=== Extrait ===
Précisons toutefois, pour être tout à fait juste, que la Finlande, la France et l’Allemagne lient également ouvertement l’élargissement de l’espace Schengen à la question de la lutte contre la corruption et que neuf parmi les plus anciens états membres bloquent l’ouverture du marché commun du travail aux Roumains. Mais seuls les Pays-Bas ont fait usage de leur droit de veto.

Les efforts des diplomates roumains pour expliquer que les habitants du deuxième pays post-communiste le plus important de l’UE se sentent trahis par l’intégration européenne et relégués dans la catégorie des citoyens de seconde zone ont suscité très peu d’intérêt. “Pour l’opinion publique roumaine et les médias, le fait que la Roumanie se trouve en dehors de l’espace Schengen est le plus grand échec des responsables politiques depuis 1989”, a déclaré Daniela Gitman, l’ambassadrice de Roumanie en République tchèque, à l’occasion d’un débat qui s’est tenu à Prague sur le thème de la Roumanie et de son rapport à l’espace Schengen.

Le dernier rapport de la Commission européenne publié début février insiste à nouveau sur les efforts que doivent encore fournir la Roumanie et la Bulgarie dans la lutte contre la corruption et la réforme de leur système judiciaire. Un autre rapport de la Commission datant de l’année dernière juge de façon positive leur état de préparation à la protection des frontières de l’espace Schengen, sachant qu’avec ses 2 070 kilomètres, la Roumanie possède, après la Finlande, la plus longue frontière extérieure de l’espace commun.

Les portes laissées grandes ouvertes pour les populistes

L’entrée dans l’espace Schengen a été reportée sine die, une décision que les responsables politiques comme l’opinion publique des deux pays estiment extrêmement injuste. Ils remplissent en effet toutes les conditions techniques. Les responsables politiques de ces deux pays des Balkans se plaignent qu’à chaque fois qu’ils parviennent à satisfaire une nouvelle exigence, leurs partenaires de l’Ouest leur imposent de nouvelles conditions. La dernière en date est objective et nul ne l’incarne mieux que Geert Wilders : il joue sur le sentiment de menace des citoyens des “vieux” pays membres et sur le besoin de se trouver un ennemi extérieur. Outre les Grecs, les Roumains ou encore les Polonais, qui sont près de 300 000 à travailler aux Pays-Bas, font tout aussi bien l’affaire.

Les Roumains sont frustrés qu’il n’y ait pas assez d’Europe. Les Néerlandais (ainsi que les Finlandais, les Français et les Allemands) sont frustrés qu’il y en ait trop. Le résultat de tout cela, combiné à la crise économique, est un sentiment d’incertitude et des portes ouvertes aux populistes, tels que Geert Wilders. En Roumanie et aux Pays-Bas, mais aussi ailleurs.
===
## Consigne
Les affirmations suivantes concordent-elles avec l’extrait : (a) seuls les Pays-Bas ont exercé leur droit de veto ; (b) la Roumanie possède la plus longue frontière extérieure de l’espace Schengen ; (c) neuf des plus anciens États membres bloquent l’ouverture du marché commun du travail aux Roumains ? Pour chacune, répondez par oui ou non en citant mot pour mot les termes décisifs.
=== Extraits des lignes ===
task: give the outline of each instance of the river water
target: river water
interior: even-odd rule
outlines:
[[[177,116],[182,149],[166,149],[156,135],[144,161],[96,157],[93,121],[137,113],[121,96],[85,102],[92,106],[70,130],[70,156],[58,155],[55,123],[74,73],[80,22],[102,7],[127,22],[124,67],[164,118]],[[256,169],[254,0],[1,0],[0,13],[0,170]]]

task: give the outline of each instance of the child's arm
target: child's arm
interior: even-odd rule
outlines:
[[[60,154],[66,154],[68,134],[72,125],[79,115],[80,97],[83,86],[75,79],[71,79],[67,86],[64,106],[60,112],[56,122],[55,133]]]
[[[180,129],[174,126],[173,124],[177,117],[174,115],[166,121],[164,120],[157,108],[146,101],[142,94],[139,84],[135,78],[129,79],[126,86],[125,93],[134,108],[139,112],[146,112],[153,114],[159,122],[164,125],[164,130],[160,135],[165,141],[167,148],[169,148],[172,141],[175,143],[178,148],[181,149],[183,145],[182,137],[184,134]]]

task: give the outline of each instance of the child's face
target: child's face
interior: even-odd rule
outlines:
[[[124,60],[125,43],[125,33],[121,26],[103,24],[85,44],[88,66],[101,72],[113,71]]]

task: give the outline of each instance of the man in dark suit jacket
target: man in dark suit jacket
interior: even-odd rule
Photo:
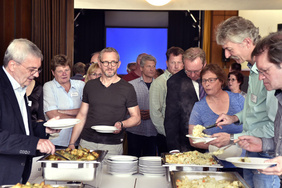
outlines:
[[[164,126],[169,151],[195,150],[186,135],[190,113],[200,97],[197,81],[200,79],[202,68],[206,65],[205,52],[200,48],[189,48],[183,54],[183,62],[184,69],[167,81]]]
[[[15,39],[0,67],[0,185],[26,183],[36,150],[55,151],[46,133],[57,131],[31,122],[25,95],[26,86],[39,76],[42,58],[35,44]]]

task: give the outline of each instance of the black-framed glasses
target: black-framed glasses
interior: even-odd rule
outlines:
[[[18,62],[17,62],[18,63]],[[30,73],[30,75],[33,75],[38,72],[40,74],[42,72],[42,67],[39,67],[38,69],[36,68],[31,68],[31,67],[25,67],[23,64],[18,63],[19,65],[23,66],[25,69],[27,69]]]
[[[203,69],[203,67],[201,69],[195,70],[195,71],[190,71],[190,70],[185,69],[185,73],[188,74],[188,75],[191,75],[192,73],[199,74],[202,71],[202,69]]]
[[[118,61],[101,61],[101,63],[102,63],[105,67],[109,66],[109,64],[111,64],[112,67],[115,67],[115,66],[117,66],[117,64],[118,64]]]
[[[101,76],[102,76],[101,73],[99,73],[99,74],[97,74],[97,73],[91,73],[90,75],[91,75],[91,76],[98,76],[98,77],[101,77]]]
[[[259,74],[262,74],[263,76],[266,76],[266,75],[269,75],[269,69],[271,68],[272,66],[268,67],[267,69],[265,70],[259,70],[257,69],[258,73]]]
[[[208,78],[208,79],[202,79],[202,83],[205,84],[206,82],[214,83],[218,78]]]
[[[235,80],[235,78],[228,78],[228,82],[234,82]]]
===
=== Extraits des lignes ===
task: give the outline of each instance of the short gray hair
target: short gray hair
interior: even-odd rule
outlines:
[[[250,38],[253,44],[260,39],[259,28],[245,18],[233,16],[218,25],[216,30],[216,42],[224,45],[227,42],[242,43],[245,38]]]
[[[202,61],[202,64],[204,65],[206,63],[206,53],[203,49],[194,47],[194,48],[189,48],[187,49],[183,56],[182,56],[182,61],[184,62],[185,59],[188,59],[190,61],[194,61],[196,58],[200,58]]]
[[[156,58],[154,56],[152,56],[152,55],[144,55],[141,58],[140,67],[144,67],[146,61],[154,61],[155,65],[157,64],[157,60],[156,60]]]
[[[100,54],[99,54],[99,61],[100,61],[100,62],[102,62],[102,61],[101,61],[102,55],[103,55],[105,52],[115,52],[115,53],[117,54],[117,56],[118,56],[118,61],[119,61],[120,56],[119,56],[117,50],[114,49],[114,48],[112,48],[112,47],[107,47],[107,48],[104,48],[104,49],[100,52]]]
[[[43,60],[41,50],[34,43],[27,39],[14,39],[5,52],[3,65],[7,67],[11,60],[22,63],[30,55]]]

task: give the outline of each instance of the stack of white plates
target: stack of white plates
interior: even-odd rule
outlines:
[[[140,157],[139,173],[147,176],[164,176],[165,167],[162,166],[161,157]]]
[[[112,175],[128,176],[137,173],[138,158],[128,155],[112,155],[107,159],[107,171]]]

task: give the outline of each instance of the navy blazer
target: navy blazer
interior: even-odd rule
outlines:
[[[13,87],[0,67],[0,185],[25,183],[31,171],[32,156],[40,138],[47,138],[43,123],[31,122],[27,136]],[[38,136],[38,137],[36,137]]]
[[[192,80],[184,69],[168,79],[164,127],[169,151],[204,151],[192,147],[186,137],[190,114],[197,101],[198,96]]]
===
## Résultat
(a) Oui : « Mais seuls les Pays-Bas ont fait usage de leur droit de veto. »
(b) Non : « la Roumanie possède, après la Finlande, la plus longue frontière extérieure de l’espace commun »
(c) Oui : « neuf parmi les plus anciens états membres bloquent l’ouverture du marché commun du travail aux Roumains »